THE PROBLEM: The entries below are to be retyped exactly. Preserve every word.
────────────────
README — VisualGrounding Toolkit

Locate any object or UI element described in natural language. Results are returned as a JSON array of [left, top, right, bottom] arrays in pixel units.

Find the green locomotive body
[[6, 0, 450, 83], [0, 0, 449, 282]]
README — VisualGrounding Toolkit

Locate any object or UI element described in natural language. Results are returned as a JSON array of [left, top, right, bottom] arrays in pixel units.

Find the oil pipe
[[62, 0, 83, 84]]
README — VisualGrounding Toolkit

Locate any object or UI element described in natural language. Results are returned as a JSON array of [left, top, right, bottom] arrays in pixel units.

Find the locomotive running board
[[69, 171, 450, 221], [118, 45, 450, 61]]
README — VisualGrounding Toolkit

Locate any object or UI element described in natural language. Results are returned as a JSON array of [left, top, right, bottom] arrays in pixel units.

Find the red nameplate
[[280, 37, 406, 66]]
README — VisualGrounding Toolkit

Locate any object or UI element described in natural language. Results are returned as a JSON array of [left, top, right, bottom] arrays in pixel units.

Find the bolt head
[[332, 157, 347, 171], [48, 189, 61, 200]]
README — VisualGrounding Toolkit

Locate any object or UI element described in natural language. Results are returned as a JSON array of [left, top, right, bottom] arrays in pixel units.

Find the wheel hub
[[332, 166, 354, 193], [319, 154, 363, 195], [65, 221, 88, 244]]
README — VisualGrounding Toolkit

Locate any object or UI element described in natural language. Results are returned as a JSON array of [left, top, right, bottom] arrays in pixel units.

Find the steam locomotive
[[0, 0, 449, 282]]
────────────────
WRITTEN ANSWER:
README — VisualGrounding Toolkit

Locate any object or UI element described in natural language. Results are returned as a JSON array of [left, top, right, bottom] arrays in pixel units.

Find the green locomotive body
[[6, 0, 450, 83], [0, 0, 449, 282]]
README — VisualGrounding Toolkit

Locate any object or UI element described in natural language. Results are returned as a JSON array of [left, top, right, bottom] arrays in pixel units.

Find the oil pipe
[[62, 0, 83, 84]]
README — VisualGrounding Toolkit

Locate any object or UI element described in natural language. Results are returned as a JSON array of [left, top, right, bottom] arrays in pixel units.

Find the locomotive running board
[[69, 171, 450, 221], [118, 45, 450, 61]]
README — VisualGrounding Toolkit

Locate any object or UI element described in natural language. Results are returned as a JSON array of [left, top, right, bottom] arrays in pixel units.

Find the red nameplate
[[280, 37, 406, 66]]
README — VisualGrounding Toolkit

Locate any object or UI element described in natural language. Results are returned as a JSON array of [left, top, right, bottom] arrays in pixel units.

Find the bolt head
[[332, 157, 347, 171], [48, 189, 61, 200]]
README — VisualGrounding Toolkit

Locate any object or UI element described in natural language. Results are returned as a JSON array of [left, top, right, bottom] arrays in pixel units.

Find the wheel hub
[[332, 166, 354, 193], [319, 154, 363, 195], [65, 221, 88, 244]]
README — VisualGrounding Toolkit

Locate any object or UI element described in natural language. Results are returned as a JSON array of [left, top, right, bottom] arrays in pixel units.

Find the steam locomotive
[[0, 0, 449, 282]]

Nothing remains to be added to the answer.